Work to complete |
Could you rewrite the mailing-list thread between "While I wait" and "to be missing?", inclusive, with "FUSE mount point" changed to "client mount point"?

═══ Reading text

Dear Ravi,
In the last week I have completed a fix-layout and a full INDEX heal on
this volume. Now I've started a rebalance and I see a few terabytes of data
going around on different bricks since yesterday, which I'm sure is good.
While I wait for the rebalance to finish, I'm wondering if you know what
would cause directories to be missing from the FUSE mount point? If I list
the directories explicitly I can see their contents, but they do not appear
in their parent directories' listing. In the case of duplicated files it is
always because the files are not on the correct bricks (according to the
Dynamo/Elastic Hash algorithm), and I can fix it by copying the file to the
correct brick(s) and removing it from the others (along with their
.glusterfs hard links). So what could cause directories to be missing?
Thank you,
Thank you,
On Wed, Jun 5, 2019 at 1:08 AM Alan Orth <alan.orth at gmail.com> wrote:
> Hi Ravi,
>
> You're right that I had mentioned using rsync to copy the brick content
to
> a new host, but in the end I actually decided not to bring it up on a new
> brick. Instead I added the original brick back into the volume. So the
> xattrs and symlinks to .glusterfs on the original brick are fine. I think
> the problem probably lies with a remove-brick that got interrupted. A few
> weeks ago during the maintenance I had tried to remove a brick and then
> after twenty minutes and no obvious progress I stopped it?after that the
> bricks were still part of the volume.
>
> In the last few days I have run a fix-layout that took 26 hours and
> finished successfully. Then I started a full index heal and it has healed
> about 3.3 million files in a few days and I see a clear increase of network
> traffic from old brick host to new brick host over that time. Once the full
> index heal completes I will try to do a rebalance.
>
> Thank you,
>
>
> On Mon, Jun 3, 2019 at 7:40 PM Ravishankar N <ravishankar at
redhat.com>
> wrote:
>
>>
>> On 01/06/19 9:37 PM, Alan Orth wrote:
>>
>> Dear Ravi,
>>
>> The .glusterfs hardlinks/symlinks should be fine. I'm not sure how
I
>> could verify them for six bricks and millions of files, though... :\
>>
>> Hi Alan,
>>
>> The reason I asked this is because you had mentioned in one of your
>> earlier emails that when you moved content from the old brick to the
new
>> one, you had skipped the .glusterfs directory. So I was assuming that
when
>> you added back this new brick to the cluster, it might have been
missing
>> the .glusterfs entries. If that is the cae, one way to verify could be
to
>> check using a script if all files on the brick have a link-count of at
>> least 2 and all dirs have valid symlinks inside .glusterfs pointing to
>> themselves.

══════
═══ Data section

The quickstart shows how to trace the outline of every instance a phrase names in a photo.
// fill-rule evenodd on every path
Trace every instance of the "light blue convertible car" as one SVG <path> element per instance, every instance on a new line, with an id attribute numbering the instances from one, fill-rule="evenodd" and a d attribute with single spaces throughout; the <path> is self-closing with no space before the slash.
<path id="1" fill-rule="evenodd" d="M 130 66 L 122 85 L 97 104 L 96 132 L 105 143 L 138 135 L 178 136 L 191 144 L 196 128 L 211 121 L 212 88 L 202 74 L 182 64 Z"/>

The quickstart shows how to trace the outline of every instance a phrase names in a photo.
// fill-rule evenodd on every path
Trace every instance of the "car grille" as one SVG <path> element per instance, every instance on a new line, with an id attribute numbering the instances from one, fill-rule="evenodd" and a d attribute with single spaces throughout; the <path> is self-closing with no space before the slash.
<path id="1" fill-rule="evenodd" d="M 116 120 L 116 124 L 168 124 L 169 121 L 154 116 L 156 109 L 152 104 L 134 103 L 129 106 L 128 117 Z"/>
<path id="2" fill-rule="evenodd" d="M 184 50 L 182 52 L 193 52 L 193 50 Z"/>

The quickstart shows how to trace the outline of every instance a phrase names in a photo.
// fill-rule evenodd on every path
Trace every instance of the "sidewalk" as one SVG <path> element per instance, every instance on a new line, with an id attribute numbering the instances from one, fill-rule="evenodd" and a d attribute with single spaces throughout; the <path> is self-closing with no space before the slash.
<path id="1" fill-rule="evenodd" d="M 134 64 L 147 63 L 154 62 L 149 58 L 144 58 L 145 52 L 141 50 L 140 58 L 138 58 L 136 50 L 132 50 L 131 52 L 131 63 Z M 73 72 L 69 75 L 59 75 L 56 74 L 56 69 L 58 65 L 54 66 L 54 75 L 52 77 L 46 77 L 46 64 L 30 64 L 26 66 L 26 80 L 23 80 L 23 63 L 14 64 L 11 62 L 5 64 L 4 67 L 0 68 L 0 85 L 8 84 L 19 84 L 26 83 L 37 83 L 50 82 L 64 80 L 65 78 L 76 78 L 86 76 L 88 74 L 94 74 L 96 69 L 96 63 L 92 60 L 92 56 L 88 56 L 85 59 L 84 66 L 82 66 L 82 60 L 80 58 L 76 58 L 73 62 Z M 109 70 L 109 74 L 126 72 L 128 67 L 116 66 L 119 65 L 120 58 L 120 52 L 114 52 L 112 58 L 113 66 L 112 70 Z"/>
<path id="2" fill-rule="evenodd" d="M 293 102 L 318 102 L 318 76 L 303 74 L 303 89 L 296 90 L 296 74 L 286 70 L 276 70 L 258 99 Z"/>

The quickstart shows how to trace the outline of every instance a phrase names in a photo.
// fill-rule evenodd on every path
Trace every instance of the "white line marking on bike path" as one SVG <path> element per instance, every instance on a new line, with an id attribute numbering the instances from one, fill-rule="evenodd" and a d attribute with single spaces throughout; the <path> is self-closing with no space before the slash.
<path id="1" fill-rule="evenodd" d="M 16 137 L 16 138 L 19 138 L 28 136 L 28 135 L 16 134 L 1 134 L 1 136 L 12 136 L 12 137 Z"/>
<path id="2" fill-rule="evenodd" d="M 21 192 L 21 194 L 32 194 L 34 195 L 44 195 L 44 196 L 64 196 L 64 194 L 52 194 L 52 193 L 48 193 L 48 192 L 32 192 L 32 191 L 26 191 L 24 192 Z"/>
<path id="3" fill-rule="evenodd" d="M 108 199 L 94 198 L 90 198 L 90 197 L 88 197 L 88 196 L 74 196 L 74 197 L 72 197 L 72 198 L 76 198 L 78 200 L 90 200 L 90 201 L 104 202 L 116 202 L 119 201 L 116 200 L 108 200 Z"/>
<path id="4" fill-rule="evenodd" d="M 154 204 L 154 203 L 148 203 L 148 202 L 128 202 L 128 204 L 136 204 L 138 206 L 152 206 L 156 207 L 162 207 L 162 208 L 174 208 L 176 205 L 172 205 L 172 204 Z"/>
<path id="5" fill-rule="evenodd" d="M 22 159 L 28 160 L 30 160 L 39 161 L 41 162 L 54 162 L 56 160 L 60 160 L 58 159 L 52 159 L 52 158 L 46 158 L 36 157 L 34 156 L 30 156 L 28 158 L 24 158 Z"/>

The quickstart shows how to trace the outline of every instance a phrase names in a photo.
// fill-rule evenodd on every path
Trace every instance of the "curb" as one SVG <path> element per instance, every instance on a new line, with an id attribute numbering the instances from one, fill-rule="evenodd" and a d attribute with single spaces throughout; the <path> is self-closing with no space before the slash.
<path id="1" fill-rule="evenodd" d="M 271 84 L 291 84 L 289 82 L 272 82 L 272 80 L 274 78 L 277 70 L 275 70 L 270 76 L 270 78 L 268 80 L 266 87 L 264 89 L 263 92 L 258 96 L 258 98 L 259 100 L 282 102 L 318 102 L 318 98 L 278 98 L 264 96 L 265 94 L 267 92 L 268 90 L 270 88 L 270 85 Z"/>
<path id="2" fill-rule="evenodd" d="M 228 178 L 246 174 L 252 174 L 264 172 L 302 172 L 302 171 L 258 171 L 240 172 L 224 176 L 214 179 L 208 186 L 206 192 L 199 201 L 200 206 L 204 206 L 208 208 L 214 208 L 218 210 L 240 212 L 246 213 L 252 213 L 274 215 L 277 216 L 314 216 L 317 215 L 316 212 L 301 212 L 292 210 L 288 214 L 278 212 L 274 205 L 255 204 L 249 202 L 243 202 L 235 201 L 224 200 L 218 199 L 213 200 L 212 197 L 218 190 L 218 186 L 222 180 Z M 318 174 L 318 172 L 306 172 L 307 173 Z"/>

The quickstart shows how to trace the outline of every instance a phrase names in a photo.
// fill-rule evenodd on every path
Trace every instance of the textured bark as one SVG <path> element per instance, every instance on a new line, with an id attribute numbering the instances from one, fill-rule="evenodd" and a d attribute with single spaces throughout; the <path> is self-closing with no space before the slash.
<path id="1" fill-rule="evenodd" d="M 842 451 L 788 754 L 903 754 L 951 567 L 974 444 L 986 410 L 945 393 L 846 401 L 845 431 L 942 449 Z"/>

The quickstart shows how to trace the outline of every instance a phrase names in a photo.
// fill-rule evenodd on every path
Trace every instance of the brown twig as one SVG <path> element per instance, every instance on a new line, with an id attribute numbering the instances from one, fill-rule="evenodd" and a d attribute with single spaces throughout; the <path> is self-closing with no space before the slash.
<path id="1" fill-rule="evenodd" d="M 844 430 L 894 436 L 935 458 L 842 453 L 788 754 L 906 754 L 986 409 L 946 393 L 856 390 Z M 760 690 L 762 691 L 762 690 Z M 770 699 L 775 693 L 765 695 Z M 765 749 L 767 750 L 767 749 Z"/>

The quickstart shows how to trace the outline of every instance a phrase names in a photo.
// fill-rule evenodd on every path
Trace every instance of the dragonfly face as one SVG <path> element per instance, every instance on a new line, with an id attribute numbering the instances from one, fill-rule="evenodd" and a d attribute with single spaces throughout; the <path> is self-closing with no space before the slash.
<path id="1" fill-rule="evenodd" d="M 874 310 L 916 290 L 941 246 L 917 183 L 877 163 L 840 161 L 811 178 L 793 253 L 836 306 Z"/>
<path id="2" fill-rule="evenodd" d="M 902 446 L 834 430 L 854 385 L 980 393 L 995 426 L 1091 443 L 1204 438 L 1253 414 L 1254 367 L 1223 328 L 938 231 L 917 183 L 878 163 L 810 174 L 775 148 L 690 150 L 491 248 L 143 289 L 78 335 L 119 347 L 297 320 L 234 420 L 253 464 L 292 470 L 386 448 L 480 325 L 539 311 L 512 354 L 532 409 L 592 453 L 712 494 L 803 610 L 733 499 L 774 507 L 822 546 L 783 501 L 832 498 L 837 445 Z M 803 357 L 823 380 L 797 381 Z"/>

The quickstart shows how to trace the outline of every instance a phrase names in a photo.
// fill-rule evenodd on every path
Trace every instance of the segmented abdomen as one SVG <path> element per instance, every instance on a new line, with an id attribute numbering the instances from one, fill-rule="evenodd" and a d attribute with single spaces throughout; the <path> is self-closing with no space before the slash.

══════

Response below |
While I wait for the rebalance to finish, I'm wondering if you know what
would cause directories to be missing from the client mount point? If I list
the directories explicitly I can see their contents, but they do not appear
in their parent directories' listing. In the case of duplicated files it is
always because the files are not on the correct bricks (according to the
Dynamo/Elastic Hash algorithm), and I can fix it by copying the file to the
correct brick(s) and removing it from the others (along with their
.glusterfs hard links). So what could cause directories to be missing?